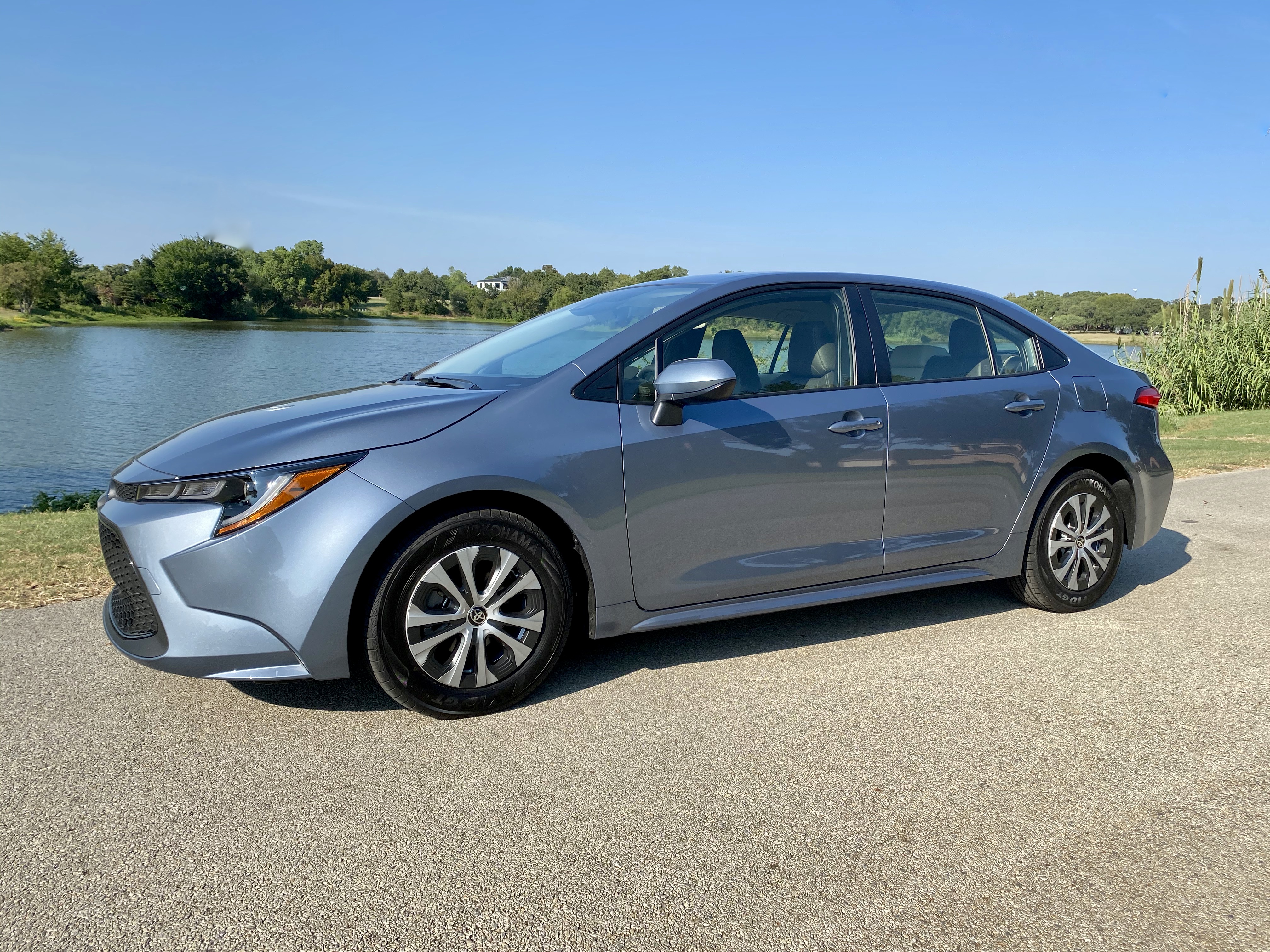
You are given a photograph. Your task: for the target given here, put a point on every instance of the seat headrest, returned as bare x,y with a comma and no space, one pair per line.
807,341
826,360
966,339
731,347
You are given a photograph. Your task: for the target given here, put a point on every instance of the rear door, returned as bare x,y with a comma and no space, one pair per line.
756,494
964,447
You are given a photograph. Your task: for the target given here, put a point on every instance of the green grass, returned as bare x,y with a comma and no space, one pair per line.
1217,442
50,558
78,316
1215,360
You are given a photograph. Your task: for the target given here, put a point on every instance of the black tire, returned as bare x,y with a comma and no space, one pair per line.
440,549
1053,583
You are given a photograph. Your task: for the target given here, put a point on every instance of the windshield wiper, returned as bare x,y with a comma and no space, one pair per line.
450,382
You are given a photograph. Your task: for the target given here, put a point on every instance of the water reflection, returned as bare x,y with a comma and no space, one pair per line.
77,402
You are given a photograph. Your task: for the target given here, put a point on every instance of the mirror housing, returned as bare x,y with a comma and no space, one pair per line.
690,381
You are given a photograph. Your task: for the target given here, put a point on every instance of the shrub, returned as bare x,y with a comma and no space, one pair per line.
1211,357
64,503
199,277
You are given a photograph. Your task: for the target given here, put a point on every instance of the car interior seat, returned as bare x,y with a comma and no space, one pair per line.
908,361
813,356
729,346
968,351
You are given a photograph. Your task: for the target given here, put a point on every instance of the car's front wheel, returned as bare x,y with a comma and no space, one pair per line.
1074,550
470,616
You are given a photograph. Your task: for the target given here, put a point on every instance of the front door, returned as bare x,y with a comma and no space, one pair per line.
964,450
756,494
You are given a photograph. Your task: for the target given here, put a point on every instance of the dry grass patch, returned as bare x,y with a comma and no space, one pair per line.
49,558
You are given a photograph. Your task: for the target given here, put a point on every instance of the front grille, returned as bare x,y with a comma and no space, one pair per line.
131,609
128,492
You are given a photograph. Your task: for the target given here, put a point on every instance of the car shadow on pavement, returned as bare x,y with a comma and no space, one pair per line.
587,664
356,694
591,663
1159,559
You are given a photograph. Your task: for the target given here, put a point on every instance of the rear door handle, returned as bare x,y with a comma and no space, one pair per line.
1021,407
856,426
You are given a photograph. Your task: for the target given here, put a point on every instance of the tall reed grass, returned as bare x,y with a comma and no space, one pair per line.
1213,357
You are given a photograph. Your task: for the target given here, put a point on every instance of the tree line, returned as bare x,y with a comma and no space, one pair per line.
1095,310
200,277
195,277
529,294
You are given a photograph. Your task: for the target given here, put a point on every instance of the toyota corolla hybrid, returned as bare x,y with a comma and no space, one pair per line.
667,454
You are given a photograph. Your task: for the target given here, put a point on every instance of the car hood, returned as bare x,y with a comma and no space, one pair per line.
313,427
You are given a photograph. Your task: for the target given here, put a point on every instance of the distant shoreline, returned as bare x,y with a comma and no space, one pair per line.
16,320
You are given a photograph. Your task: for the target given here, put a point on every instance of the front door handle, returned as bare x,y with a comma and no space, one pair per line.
1023,407
856,426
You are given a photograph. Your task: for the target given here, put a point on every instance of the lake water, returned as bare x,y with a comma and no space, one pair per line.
78,402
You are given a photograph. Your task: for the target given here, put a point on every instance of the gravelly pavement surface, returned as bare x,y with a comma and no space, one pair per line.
944,771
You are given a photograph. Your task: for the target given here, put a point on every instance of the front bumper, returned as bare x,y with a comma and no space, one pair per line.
267,604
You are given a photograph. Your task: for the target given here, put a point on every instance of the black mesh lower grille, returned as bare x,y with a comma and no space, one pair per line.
131,609
128,492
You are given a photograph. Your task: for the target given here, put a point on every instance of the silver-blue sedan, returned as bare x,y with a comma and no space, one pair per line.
667,454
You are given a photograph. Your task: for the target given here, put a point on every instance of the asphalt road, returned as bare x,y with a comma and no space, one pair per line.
941,771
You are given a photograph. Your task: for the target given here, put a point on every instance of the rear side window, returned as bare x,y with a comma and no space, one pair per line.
1014,351
933,338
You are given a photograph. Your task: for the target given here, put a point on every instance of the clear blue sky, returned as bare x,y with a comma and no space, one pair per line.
1006,146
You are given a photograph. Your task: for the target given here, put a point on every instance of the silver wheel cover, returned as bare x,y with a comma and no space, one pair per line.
474,617
1080,541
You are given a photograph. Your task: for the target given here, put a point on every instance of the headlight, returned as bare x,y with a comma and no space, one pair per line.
246,498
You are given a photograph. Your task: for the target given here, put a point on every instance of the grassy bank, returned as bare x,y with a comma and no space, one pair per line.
81,316
73,316
51,558
1098,337
1217,442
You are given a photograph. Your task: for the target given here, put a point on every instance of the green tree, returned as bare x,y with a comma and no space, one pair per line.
37,271
20,285
200,277
562,298
288,275
343,286
666,271
13,248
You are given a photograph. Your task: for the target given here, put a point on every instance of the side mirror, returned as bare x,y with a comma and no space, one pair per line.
691,381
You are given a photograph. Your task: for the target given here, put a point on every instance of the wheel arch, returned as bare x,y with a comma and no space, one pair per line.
543,516
1116,471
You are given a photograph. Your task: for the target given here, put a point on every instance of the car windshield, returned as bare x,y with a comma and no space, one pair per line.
546,343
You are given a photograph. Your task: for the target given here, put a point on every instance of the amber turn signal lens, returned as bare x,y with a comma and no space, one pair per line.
296,487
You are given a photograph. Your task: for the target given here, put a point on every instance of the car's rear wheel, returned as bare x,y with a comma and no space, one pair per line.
1074,550
470,616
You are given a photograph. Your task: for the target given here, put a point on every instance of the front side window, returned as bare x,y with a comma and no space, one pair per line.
546,343
775,343
931,338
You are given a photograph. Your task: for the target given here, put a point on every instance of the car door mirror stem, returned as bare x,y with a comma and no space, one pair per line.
691,381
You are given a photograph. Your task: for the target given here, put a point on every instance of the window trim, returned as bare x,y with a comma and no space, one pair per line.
859,333
881,338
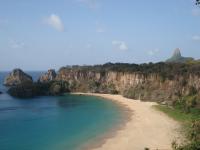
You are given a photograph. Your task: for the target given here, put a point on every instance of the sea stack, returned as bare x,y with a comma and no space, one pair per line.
178,58
17,77
50,75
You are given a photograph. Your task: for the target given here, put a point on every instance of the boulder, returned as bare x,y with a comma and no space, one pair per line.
16,77
50,75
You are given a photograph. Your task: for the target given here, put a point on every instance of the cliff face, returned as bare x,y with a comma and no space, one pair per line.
151,87
16,77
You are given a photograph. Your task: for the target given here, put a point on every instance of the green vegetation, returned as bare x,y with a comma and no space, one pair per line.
165,70
187,111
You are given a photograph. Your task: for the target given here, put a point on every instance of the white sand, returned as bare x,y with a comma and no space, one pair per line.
146,128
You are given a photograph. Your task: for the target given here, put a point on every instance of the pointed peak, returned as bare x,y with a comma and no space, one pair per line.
177,53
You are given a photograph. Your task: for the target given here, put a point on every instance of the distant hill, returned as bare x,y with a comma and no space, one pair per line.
177,57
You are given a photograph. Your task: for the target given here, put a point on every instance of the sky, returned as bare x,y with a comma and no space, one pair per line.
43,34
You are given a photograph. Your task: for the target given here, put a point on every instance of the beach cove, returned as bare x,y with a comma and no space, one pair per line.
146,128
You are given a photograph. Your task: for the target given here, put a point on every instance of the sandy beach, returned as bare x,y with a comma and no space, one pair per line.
146,128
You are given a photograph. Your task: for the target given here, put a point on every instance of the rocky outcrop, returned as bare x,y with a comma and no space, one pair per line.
48,76
138,85
16,77
176,57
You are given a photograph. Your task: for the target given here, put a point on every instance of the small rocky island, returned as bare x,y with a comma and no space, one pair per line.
17,77
22,86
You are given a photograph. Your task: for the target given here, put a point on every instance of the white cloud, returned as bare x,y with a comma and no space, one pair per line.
88,46
100,30
93,4
55,22
16,44
153,52
196,38
196,12
121,45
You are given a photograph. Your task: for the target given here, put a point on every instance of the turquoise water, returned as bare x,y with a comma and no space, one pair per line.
54,123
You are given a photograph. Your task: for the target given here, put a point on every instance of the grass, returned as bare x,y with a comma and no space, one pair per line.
179,115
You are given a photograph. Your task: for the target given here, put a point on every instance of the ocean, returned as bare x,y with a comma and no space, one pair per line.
54,123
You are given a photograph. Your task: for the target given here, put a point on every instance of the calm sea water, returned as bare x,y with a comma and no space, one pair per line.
54,123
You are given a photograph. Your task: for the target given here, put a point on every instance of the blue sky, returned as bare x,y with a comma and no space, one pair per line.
42,34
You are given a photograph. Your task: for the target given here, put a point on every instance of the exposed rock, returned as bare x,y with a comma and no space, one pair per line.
16,77
160,84
48,76
176,57
30,90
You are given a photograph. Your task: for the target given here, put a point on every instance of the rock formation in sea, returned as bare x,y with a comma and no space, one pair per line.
178,58
50,75
16,77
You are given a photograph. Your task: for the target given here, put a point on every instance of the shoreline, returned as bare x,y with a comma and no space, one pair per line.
144,128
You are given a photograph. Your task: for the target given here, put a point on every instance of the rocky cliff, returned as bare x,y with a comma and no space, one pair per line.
165,83
150,82
50,75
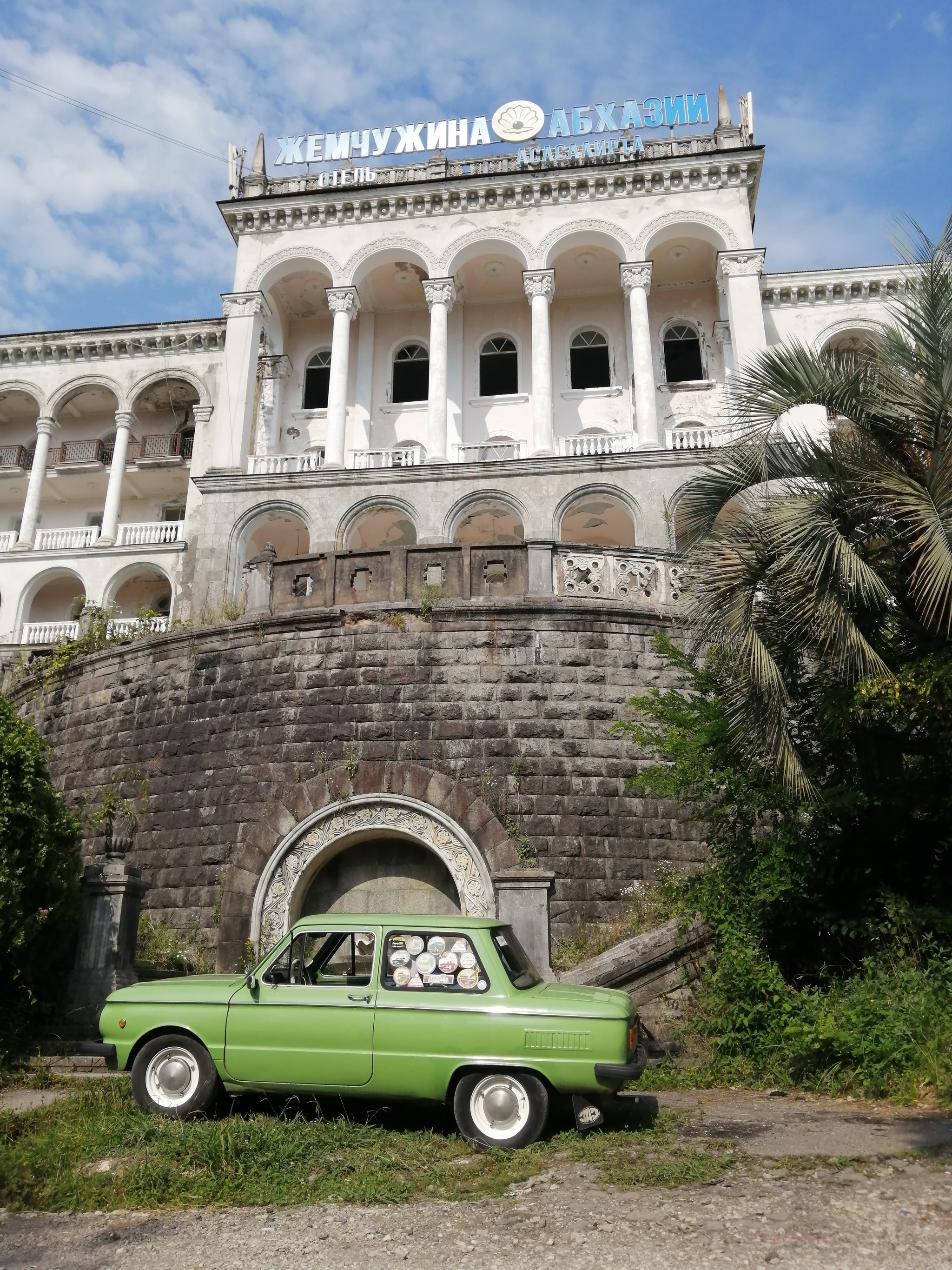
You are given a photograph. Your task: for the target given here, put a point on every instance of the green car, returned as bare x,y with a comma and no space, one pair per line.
383,1008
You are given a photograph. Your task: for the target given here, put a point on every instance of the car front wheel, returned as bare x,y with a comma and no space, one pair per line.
176,1077
503,1109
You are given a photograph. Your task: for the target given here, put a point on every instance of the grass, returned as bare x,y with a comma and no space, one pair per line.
98,1151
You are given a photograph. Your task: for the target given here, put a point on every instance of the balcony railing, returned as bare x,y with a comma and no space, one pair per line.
597,444
66,540
150,532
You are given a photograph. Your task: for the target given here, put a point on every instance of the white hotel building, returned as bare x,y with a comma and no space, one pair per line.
475,351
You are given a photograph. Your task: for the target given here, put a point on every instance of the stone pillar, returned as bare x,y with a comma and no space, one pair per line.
344,304
636,284
522,902
113,494
271,371
441,295
35,489
245,312
739,277
540,289
106,949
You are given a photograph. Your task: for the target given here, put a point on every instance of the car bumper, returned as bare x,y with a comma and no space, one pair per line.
615,1075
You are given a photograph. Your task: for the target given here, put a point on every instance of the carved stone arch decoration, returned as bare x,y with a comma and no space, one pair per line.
573,229
295,253
687,219
487,237
383,246
277,858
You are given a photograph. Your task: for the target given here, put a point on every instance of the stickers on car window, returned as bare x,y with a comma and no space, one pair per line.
433,961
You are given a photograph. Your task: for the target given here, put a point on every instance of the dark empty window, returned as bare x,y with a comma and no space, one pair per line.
682,355
412,374
499,367
318,381
589,361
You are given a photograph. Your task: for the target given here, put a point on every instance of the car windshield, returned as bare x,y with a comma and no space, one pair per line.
516,961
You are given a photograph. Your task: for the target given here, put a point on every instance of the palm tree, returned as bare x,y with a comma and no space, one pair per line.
822,562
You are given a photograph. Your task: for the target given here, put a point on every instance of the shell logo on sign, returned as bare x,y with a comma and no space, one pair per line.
518,121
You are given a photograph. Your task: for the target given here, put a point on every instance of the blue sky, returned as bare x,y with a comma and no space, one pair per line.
105,225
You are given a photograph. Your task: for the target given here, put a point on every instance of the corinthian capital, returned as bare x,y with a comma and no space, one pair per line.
740,265
440,291
245,304
636,275
343,300
540,282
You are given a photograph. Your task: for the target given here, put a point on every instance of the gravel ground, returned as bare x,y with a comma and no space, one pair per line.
807,1213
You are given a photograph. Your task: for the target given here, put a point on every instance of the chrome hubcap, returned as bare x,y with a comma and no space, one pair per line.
499,1107
172,1076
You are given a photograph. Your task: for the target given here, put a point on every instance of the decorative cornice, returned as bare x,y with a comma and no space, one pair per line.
636,275
740,265
245,304
343,300
273,367
440,291
539,282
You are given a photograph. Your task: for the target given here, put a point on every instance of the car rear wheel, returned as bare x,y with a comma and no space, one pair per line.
502,1109
174,1076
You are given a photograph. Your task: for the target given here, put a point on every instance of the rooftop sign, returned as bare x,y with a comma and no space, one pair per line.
513,122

══════════════════════════════

[Instructions to follow] Locate the line that contains "of the decorative". Repeat it and every line after it, up to and including the final line, exactly.

[Correct result]
You are given a photograph. Your task: for the target given here, put a point on every instance of the decorative cornice, returned as bare x,y with a comma and no space, one pair per line.
636,275
740,265
245,304
343,300
273,367
440,291
539,282
You are given a photograph. Your task: for the target given here, put a point on every instance of the car rear wheel, returned as bare x,y with a comma and no space, one pair per line.
502,1109
174,1076
You are given a photograph. Your task: for the target given here, put a point on every instance of the rooftop sign, returned as bare x,y with a comma and no space, one pair per line.
513,122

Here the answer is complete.